• _Text provided_
==================================================

So part of the reality of a confession is to grow and move past the issues that have caused you to sin in the first place. And although I talked about three areas in my life that I am struggling with last time and I am very concerned about my struggle with money and food, it is my struggle with my children that grieves me the most.
But here is the thing about God, sin, secrets and satan. As long as satan can convince you told hold your sin and secrets to your chest, he can keep you from truly seeking help and revelation. He keeps you from growing past what it is that keeps you locked in that sin.
Yesterday we were getting ready to go to the park to play. The little ones were acting crazy (excited to go... being their age). I got frustrated at being ignored and I could feel myself filling up with anger. I threw a toy down and stomped out of the room, crying. Keith followed me and we talked for a couple of minutes. I was unable to express to him what I was feeling and he was unable to understand what I was going through. I told him that we should just head to the park and we could talk there. I was feeling calmer and I wanted the little ones to have the fun time promised.

==================================================

Write what comes next in the personal account of confession and the struggle with anger toward the children, picking up right after the sentence ending "the fun time promised."

==================================================

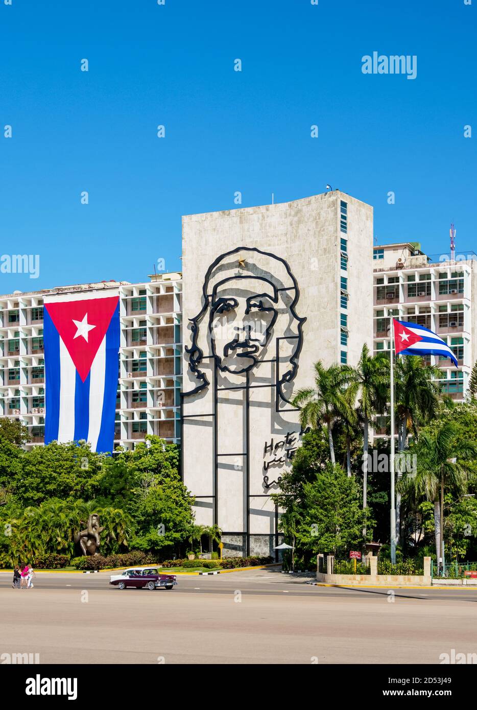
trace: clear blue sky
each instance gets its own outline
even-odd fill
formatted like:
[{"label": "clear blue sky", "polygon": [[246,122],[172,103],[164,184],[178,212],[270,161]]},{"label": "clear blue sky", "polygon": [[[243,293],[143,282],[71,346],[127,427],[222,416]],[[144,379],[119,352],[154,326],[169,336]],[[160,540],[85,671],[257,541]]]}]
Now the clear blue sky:
[{"label": "clear blue sky", "polygon": [[[373,205],[378,243],[445,251],[453,221],[458,249],[477,251],[476,12],[0,0],[0,254],[40,255],[39,278],[0,274],[0,293],[180,269],[181,215],[234,209],[237,190],[248,207],[329,182]],[[417,78],[362,74],[375,50],[416,55]]]}]

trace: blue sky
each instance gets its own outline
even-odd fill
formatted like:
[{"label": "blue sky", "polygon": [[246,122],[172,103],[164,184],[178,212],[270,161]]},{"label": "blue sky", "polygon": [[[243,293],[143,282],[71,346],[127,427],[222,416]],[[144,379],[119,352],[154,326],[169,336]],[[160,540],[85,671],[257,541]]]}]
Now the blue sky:
[{"label": "blue sky", "polygon": [[[477,251],[477,0],[0,3],[0,254],[40,255],[0,293],[180,269],[182,214],[327,182],[374,207],[378,243],[446,251],[453,221]],[[375,50],[417,78],[363,75]]]}]

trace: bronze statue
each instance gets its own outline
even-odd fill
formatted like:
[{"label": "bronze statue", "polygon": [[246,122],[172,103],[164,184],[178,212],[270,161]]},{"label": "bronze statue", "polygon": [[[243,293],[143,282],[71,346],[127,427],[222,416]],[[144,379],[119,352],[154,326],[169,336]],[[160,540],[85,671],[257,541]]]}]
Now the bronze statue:
[{"label": "bronze statue", "polygon": [[97,513],[92,513],[88,518],[88,526],[86,530],[75,533],[75,542],[80,543],[83,555],[97,555],[99,549],[99,533],[104,530],[99,527],[99,515]]}]

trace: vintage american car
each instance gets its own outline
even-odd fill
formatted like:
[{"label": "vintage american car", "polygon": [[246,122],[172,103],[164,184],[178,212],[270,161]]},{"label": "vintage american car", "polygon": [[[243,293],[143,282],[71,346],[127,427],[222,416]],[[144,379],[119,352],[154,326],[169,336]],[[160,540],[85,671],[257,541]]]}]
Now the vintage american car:
[{"label": "vintage american car", "polygon": [[158,588],[172,589],[177,583],[174,574],[161,574],[157,567],[150,566],[129,567],[121,574],[111,574],[109,584],[120,589],[126,589],[128,587],[141,589],[146,587],[152,591]]}]

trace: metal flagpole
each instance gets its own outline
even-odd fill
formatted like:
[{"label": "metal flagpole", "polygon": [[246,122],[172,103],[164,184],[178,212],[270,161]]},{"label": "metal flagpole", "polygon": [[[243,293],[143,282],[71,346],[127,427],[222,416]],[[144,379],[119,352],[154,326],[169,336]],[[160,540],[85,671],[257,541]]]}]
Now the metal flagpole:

==================================================

• _Result of this exercise_
We headed off to the park and were having a nice time when Evynn fell and hurt her nose (she is fine now and I will not go into all that for sake of time). Keith and I decided we should take her to Children's to get it checked out.
As we were driving there (after dropping two off at Jennifer's) he and I had a chance to talk and really began to understand each other.
Here is what I have been thinking - there are two areas that I struggle with –
One, feeling like if I do not teach them to obey immediately and right now (I mean while they are young) they will grow up to be disobedient adults who cannot function & follow God's will for their lives and…
Two, that when I get mad at them it scars them for life. Every time I lose my temper and yell at my children, I feel that it is going to causing permanent damage.
I understand that they are going to act like little children. THAT IS WHAT THEY ARE. But the burden of believing I must see the results of training “them up” right now coupled with the belief that I am ruining them every time I raise my voice in frustration is overwhelming me. It is a pretty heavy burden to bear and one that my husband pointed out as wrong. I feel like that one moment is going to damage them for all eternity. First because I have obviously NOT trained them well and second because I got mad and yelled at them. My frustration that I feel does not have anything to do with them. It has to do with me.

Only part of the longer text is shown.